Written problem:
Check statements (a), (b), and (c) against the Firestarter review. For each, answer yes or no and quote the review's deciding words. (a) The film adaptation makes major changes to the novel's basic structure. (b) Martin Sheen's Shop director is described as enjoyably slippery. (c) The assassin Rainbird is reimagined with an eye patch.

--- start of Excerpt to read ---

Firestarter flames out.

There’s a curious contradiction at the heart of 1984’s Firestarter: it’s a film about uncontrollable power that feels completely restrained. Drew Barrymore illuminates the screen as Charlie, the girl with pyrokinetic abilities, but the movie around her is, frankly, a bit of a mess. It has the bones of a thriller and the nervous system of a horror movie, but lacks the musculature to make anything of them. The execution lands somewhere between a TV movie and a Tangerine Dream music video.

King’s novel is one of his more straightforward ones; a chase story embellished with government overreach, parental trauma, and the weaponisation of innocence and the film adaptation doesn’t take many liberties with the basic structure. Andy McGee (David Keith) and his daughter Charlie (Barrymore) are on the run from a shady agency known as The Shop, who want to exploit Charlie’s pyrokinetic powers for military gain, but the film mistakes fidelity to plot for faithfulness to purpose, dragging King’s narrative beats onto the screen with all the energy of a half-stubbed cigarette.

Director Mark L Lester approaches the material with the same blunt efficiency he would bring to Commando, but what worked for Schwarzenegger’s camouflaged revenge fantasy doesn’t quite translate to paranoia-laced psychic horror. Almost every performance, save perhaps for Martin Sheen’s enjoyably slippery Shop director, feels miscalibrated, with George C Scott’s casting as the assassin Rainbird, here reimagined with an eye patch, an air of cultural appropriation, and the ethics and performance subtlety of a panto villain, particularly baffling. He’s so miscast it’s almost surreal, adding to the film’s existing sins of wasting the likes of Freddie Jones and Louise Fletcher.

--- end of Excerpt to read ---
--- start of Supplied records ---

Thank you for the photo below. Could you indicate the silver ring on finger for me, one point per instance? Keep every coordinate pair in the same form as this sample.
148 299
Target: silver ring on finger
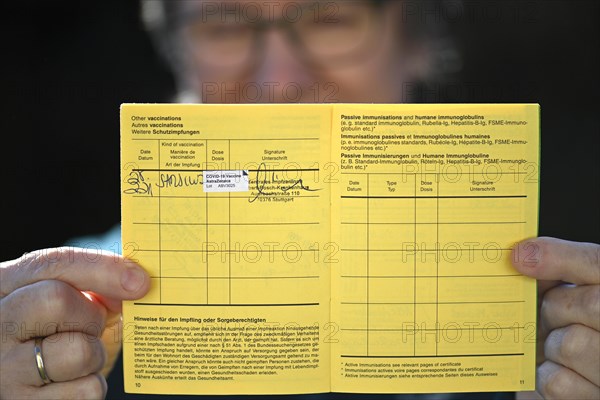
39 360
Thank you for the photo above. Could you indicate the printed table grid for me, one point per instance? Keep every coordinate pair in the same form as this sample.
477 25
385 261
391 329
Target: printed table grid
225 258
420 293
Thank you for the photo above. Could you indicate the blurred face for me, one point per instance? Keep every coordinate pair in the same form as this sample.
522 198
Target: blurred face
303 51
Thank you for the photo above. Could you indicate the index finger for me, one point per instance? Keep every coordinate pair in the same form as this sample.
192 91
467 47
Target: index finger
105 273
546 258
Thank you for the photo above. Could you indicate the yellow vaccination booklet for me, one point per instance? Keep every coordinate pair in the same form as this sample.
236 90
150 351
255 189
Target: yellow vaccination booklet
329 248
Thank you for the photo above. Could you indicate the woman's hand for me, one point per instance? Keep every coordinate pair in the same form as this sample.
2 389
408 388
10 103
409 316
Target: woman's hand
568 276
70 300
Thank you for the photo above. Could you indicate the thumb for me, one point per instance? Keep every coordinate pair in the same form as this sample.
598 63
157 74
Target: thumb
106 274
551 259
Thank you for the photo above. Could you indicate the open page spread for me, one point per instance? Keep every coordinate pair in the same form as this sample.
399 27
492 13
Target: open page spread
333 247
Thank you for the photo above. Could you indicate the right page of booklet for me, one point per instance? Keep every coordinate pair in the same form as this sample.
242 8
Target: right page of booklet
430 201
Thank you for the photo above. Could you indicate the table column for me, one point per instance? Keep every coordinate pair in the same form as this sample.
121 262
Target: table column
426 264
182 223
391 264
354 262
218 242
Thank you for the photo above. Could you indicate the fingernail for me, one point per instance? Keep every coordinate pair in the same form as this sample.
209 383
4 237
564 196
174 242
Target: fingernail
132 279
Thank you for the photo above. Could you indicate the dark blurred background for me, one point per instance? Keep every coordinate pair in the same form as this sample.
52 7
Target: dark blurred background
68 65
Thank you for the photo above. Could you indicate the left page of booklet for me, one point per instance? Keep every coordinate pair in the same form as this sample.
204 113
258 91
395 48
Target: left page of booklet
228 209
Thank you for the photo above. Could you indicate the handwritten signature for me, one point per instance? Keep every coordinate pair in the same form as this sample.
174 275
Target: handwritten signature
138 184
262 179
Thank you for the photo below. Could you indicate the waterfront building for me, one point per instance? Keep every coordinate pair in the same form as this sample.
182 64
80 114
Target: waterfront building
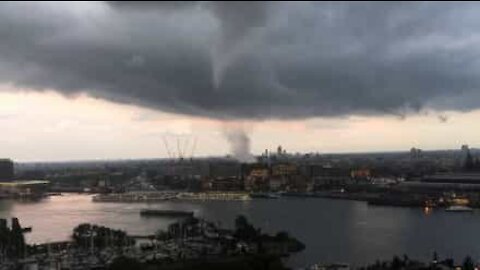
6 170
24 189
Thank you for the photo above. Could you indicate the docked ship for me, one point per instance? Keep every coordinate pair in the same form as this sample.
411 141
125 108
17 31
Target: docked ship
165 213
458 208
264 195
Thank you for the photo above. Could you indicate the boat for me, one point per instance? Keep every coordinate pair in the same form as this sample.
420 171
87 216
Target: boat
333 266
458 208
165 213
262 195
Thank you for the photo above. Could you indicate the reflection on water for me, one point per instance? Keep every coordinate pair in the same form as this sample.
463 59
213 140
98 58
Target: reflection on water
333 230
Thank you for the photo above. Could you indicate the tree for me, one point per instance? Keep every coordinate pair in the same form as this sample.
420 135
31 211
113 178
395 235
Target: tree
244 230
125 263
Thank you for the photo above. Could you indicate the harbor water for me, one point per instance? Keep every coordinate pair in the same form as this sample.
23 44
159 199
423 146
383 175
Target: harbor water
332 230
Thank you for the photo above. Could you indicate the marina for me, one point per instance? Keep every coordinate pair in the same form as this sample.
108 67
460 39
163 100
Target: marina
330 225
165 213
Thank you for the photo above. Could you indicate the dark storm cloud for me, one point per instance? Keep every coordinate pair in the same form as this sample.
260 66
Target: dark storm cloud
240 60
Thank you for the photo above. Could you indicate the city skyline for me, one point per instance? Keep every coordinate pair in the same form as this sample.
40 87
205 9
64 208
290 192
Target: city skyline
81 81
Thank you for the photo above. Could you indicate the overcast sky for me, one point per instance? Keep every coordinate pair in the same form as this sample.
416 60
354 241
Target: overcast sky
115 80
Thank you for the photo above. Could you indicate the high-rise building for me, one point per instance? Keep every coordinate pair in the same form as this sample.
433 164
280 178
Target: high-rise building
6 170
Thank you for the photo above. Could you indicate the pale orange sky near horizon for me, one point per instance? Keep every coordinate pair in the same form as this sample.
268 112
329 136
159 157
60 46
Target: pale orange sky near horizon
46 126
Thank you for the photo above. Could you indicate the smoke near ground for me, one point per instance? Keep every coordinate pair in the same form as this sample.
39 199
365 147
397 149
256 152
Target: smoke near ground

--- end of Supplied records ---

Correct output:
(a) No: "the film adaptation doesn’t take many liberties with the basic structure"
(b) Yes: "save perhaps for Martin Sheen’s enjoyably slippery Shop director"
(c) Yes: "the assassin Rainbird, here reimagined with an eye patch"